Trecho original:
<<<<

Desde então, ele permanece internado no Hospital do Campo Limpo. Segundo a família, Wesley sofreu uma série de complicações: teve pneumonia por broncoaspiração, um dos rins parou de funcionar e, quando os médicos reduziram a sedação para tentar acordá-lo, ele sofreu um AVC.
“Ele perdeu a visão e a vida dele nunca mais vai ser a mesma”, contou a irmã, Sheilene Pereira Neves. Wesley continua em tratamento intensivo e luta para se recuperar.
Vodca adulterada
Marcelo Lombardi tinha 45 anos e morava na região do Sacomã, na Zona Sul de SP, divisa com o ABC Paulista.

>>>>

Informações extraídas:
<<<<

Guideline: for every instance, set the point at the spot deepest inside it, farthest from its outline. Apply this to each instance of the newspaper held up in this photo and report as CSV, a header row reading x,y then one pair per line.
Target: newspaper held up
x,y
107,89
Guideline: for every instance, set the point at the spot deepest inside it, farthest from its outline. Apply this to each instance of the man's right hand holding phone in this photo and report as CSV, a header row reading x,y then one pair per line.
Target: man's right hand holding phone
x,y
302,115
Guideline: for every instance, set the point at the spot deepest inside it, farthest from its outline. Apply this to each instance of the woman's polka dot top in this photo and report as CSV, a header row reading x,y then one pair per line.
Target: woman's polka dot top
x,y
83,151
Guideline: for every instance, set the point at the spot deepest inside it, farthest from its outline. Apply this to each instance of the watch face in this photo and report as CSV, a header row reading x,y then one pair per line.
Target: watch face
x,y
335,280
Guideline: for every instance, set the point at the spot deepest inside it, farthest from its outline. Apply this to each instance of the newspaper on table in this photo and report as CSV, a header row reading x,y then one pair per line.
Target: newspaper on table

>>>>

Questões propostas:
**1.** Segundo a família, quais complicações Wesley sofreu? Liste as que o trecho sobre Wesley e Marcelo Lombardi enumera após "uma série de complicações".
**2.** De acordo com o trecho sobre Wesley e Marcelo Lombardi, em que hospital Wesley permanece internado?
**3.** Dê continuidade ao trecho sobre Wesley e Marcelo Lombardi, começando logo após a frase que termina em "divisa com o ABC Paulista".

Respostas do exercício:
**1.** Pneumonia por broncoaspiração; um dos rins parou de funcionar; um AVC, quando os médicos reduziram a sedação para tentar acordá-lo.

**2.** No Hospital do Campo Limpo.

**3.**
Reprodução/TV Globo
O advogado e empresário Marcelo Lombardi, de 45 anos, dono de uma imobiliária familiar na região do Sacomã, Zona Sul de São Paulo, morreu após consumir uma garrafa de vodca adulterada. Segundo a família, ele comprou a bebida em uma adega para beber em casa, sem suspeitar de irregularidades.
Na manhã seguinte, Marcelo acordou desorientado, já sem visão, e foi levado ao hospital. O quadro evoluiu para uma parada cardiorrespiratória e falência múltipla dos órgãos. No atestado de óbito, os médicos apontaram o metanol como causa da intoxicação.
Marcelo era casado e morava com a esposa e uma cachorrinha. A irmã relatou ao g1 que ele era o pilar da família. “Perdemos a nossa base”, desabafou.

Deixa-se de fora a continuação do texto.